§ WRITTEN PROBLEM
Starting at the beginning of the rows and ending at the line that contains "<point>79,365</point>", rewrite every line, requests included, reducing each coordinate in the answer points by 28 while leaving the requests and their sample points unchanged. Omit the pictures from your output.

(Location identification items)
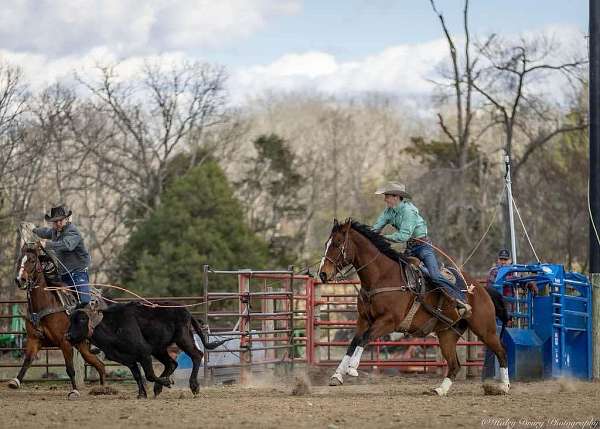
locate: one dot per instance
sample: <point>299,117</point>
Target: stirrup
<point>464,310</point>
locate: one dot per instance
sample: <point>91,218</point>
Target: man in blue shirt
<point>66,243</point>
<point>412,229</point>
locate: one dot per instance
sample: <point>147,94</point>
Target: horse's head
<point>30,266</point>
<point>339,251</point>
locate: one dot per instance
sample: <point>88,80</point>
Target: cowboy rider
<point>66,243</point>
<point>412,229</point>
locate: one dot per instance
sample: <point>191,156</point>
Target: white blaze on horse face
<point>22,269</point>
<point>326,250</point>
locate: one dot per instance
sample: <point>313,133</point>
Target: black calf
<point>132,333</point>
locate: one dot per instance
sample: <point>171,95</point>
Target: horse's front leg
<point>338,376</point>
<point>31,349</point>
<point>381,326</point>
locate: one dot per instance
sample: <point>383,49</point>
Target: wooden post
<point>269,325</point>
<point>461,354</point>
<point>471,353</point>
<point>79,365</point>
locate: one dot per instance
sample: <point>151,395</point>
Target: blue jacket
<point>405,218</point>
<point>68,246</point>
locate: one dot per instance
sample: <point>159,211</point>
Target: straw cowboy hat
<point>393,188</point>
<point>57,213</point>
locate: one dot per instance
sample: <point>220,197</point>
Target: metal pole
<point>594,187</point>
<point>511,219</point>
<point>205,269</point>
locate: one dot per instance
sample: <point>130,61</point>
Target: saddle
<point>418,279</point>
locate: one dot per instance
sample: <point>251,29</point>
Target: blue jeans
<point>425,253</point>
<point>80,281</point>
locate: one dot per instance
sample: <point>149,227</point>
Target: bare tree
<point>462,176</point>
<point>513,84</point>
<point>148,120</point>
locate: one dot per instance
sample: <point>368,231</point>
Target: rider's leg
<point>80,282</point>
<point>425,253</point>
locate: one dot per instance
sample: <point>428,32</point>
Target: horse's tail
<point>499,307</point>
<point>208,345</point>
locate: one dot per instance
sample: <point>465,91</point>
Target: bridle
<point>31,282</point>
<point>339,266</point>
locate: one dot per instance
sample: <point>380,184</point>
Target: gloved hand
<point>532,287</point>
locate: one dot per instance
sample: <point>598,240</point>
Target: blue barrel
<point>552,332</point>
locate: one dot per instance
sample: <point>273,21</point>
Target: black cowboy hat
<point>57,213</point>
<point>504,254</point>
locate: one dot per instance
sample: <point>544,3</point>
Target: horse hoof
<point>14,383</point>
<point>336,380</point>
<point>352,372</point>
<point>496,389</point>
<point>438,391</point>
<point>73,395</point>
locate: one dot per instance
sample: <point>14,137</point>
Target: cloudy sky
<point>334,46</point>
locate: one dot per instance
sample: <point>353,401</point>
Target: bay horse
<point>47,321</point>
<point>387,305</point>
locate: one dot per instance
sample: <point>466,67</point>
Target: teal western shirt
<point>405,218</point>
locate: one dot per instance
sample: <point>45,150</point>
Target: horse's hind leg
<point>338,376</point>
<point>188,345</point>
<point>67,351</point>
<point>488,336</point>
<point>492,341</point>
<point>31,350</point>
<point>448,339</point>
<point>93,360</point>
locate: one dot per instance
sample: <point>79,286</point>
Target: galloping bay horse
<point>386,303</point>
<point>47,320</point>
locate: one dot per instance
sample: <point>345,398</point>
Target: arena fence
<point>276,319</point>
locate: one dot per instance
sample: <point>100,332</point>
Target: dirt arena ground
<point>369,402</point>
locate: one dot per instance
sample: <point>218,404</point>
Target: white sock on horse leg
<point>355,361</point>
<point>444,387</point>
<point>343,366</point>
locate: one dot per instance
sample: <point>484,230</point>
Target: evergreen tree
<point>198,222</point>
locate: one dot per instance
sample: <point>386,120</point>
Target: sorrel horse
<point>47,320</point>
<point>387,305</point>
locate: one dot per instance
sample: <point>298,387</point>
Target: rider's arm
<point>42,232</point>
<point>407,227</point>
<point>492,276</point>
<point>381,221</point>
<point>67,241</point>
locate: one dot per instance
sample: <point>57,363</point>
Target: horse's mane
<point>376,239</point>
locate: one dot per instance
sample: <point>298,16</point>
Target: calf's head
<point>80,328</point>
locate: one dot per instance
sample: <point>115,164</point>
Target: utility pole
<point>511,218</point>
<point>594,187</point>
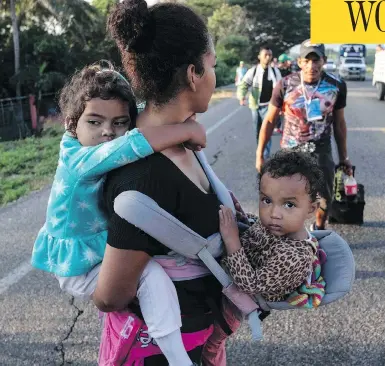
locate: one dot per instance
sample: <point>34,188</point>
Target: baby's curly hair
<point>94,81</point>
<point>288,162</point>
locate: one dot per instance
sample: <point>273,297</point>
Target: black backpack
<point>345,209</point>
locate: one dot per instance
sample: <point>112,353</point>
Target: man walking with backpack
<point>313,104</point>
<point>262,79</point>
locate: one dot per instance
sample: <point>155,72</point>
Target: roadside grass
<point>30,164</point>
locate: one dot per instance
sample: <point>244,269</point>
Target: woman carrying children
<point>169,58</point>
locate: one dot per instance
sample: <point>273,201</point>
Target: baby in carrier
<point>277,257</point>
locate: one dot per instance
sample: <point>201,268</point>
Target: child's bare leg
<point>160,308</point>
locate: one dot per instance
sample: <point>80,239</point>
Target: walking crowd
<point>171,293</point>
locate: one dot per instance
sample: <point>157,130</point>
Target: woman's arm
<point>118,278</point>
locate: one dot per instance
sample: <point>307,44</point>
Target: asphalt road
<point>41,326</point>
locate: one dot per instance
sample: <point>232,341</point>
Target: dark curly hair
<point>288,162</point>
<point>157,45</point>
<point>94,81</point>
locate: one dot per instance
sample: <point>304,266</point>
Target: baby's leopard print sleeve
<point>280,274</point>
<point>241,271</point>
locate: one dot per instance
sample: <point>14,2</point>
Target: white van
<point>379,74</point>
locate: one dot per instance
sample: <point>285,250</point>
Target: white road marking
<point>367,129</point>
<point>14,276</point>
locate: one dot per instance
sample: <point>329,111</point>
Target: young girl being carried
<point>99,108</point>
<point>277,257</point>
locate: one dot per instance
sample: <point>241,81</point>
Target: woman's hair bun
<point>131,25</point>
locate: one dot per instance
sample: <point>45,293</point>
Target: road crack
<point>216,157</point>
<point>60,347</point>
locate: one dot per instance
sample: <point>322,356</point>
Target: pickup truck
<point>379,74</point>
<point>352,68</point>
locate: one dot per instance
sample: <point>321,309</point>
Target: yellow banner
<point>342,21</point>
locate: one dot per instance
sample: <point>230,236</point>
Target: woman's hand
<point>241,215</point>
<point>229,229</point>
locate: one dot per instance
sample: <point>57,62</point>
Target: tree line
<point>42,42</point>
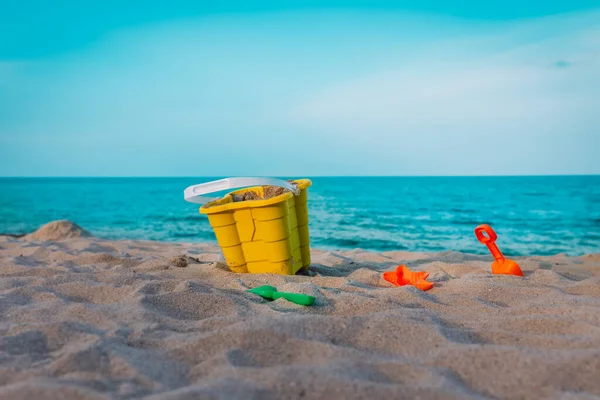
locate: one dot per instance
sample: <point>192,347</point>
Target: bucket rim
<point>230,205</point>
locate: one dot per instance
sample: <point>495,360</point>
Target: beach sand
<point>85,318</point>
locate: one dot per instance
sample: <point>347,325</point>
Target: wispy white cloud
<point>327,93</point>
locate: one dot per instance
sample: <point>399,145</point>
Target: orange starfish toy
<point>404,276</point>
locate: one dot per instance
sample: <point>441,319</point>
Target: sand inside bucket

§ EXERCISE ANSWER
locate: one dot per instance
sample: <point>299,117</point>
Target: stirrup
<point>436,282</point>
locate: one dot per instance
sample: <point>91,218</point>
Target: man in blue shirt
<point>38,215</point>
<point>384,201</point>
locate: one dot per instance
sample: <point>147,94</point>
Target: horse's head
<point>2,238</point>
<point>311,223</point>
locate: one dot per instance
sample: <point>88,80</point>
Target: cowboy rider
<point>38,215</point>
<point>384,201</point>
locate: one dot per instance
sample: <point>191,156</point>
Target: white blaze on horse face
<point>-6,241</point>
<point>298,222</point>
locate: one dot per instance
sample: <point>313,133</point>
Target: black calf
<point>104,305</point>
locate: one dot per instance
sample: <point>171,95</point>
Target: horse's front leg
<point>310,348</point>
<point>3,321</point>
<point>353,298</point>
locate: one dot per instance
sample: <point>383,49</point>
Target: wooden post
<point>241,297</point>
<point>433,326</point>
<point>443,325</point>
<point>51,337</point>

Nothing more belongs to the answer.